**Supplied passage**

We obtained daily maximum (T_max) and minimum (T_min) temperatures from the high-resolution (4 km, 1979–2022) GridMET Climatology Lab dataset (Abatzoglou 2013).

Our study assesses the spatial climatology over the current climate normal period (1991–2020) and trends over the past four decades (1979–2022) across the contiguous U.S. We use U.S National Climate Assessment regions shown in figure 1 for discussion of observed trends (USGCRP 2018). We also examine the time series of the climate metrics across the leading apple-producing counties: Yakima (Washington), Wayne (New York), and Kent (Michigan) (figure 1). Yakima county, Washington has a semi-arid climate with cold and wet winters and hot and dry summers while Kent and Wayne County have humid continental climates characterized by warm and humid summers. These counties account for 53,703 acres (13.1%), 27,761 acres (6.8%), and 14,153 acres (3.4%) of the total national acreage of 411, 262 (USDA NASS CoA 2022).

We examined the following six climate metrics that capture climate conditions over the apple phenological cycle and are relevant for assessing risks to growth, quality, and harvest (figure 2):

• (a)

(Some records)

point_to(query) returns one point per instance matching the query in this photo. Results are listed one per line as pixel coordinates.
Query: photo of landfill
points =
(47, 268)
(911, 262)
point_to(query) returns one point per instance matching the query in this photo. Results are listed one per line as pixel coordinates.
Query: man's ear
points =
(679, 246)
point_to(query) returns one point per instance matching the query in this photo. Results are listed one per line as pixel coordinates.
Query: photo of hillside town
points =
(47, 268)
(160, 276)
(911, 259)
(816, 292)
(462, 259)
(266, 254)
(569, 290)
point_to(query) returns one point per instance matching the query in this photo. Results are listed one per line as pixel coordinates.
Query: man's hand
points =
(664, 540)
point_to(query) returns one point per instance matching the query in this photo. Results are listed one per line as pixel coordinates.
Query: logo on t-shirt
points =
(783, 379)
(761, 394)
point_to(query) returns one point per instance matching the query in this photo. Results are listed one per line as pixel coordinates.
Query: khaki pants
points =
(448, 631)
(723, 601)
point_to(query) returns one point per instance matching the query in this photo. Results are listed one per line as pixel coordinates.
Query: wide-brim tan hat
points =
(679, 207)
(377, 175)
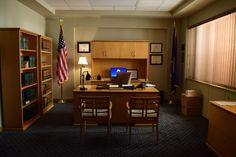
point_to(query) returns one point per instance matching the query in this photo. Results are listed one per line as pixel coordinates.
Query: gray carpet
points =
(54, 135)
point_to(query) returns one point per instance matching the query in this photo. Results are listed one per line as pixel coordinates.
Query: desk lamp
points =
(83, 61)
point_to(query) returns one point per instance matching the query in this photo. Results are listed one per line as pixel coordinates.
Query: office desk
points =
(119, 97)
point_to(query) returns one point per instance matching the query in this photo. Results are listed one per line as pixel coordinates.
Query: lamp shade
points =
(82, 61)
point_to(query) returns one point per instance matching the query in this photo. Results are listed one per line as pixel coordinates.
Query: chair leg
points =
(130, 132)
(152, 127)
(157, 132)
(81, 131)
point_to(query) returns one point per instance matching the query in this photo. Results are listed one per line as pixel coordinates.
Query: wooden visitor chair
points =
(95, 109)
(143, 110)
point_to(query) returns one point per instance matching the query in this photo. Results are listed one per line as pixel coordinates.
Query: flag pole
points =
(61, 101)
(62, 75)
(174, 68)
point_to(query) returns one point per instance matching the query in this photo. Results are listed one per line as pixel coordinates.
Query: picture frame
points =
(155, 47)
(134, 73)
(156, 59)
(83, 47)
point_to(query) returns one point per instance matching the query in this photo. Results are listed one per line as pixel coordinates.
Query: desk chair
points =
(143, 110)
(95, 109)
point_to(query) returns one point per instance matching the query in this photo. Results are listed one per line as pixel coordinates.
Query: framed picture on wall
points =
(155, 47)
(133, 73)
(156, 59)
(83, 47)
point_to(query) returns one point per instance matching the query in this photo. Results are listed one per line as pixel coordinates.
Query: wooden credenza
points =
(119, 97)
(222, 128)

**Problem details**
Please repeat, word for word, the part of the apple-growing climate passage that opens with the words containing "Our study assesses" and closes with "NASS CoA 2022).". These records were drawn from a separate source.

**Output for this task**
Our study assesses the spatial climatology over the current climate normal period (1991–2020) and trends over the past four decades (1979–2022) across the contiguous U.S. We use U.S National Climate Assessment regions shown in figure 1 for discussion of observed trends (USGCRP 2018). We also examine the time series of the climate metrics across the leading apple-producing counties: Yakima (Washington), Wayne (New York), and Kent (Michigan) (figure 1). Yakima county, Washington has a semi-arid climate with cold and wet winters and hot and dry summers while Kent and Wayne County have humid continental climates characterized by warm and humid summers. These counties account for 53,703 acres (13.1%), 27,761 acres (6.8%), and 14,153 acres (3.4%) of the total national acreage of 411, 262 (USDA NASS CoA 2022).